**Exercise material**
-- Opening Marker --
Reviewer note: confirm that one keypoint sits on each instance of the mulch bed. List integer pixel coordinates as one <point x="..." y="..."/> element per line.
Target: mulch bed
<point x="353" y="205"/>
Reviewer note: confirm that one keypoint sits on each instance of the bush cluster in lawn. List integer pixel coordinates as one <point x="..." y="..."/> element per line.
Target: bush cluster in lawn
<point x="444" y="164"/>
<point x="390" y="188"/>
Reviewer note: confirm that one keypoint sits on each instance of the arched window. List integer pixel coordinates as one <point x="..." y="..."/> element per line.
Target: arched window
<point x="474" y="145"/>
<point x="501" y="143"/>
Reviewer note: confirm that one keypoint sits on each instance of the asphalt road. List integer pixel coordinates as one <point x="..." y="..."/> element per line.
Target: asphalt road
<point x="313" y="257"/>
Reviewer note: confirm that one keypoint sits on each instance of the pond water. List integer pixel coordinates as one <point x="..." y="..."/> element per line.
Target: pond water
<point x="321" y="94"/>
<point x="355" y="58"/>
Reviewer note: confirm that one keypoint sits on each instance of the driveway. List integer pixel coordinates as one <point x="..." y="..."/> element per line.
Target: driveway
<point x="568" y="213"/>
-- Closing Marker --
-- Opening Marker --
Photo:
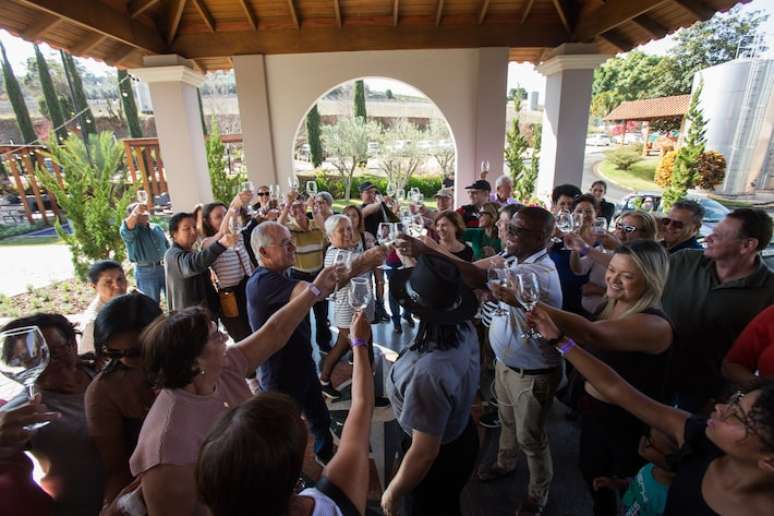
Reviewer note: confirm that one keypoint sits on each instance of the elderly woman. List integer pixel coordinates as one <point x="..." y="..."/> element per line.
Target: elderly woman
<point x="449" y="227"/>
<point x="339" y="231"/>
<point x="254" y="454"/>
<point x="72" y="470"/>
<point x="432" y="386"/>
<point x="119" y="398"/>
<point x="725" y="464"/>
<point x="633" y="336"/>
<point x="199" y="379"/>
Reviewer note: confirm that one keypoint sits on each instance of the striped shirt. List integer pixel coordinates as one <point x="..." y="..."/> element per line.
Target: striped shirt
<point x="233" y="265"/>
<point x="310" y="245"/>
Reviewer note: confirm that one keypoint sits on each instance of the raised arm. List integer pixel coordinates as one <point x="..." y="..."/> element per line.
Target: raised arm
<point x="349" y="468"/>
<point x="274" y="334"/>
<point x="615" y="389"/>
-- Closing Marker --
**Exercise prompt**
Precisely the lines between those holding "of the mulch" and "of the bush", inclusive, are to be reproduced from the listing above, with nothing added.

**Response to this exercise**
Reviewer note: confirm that one keypoint sits on each instance of the mulch bed. List integer pixel coordinates as one <point x="..." y="..."/> element per line.
Target: mulch bed
<point x="353" y="205"/>
Reviewer note: confirm that one keypoint sits on each instance of the bush cluster in lawn. List integer pixel coordinates as one <point x="..." y="..."/> element per line.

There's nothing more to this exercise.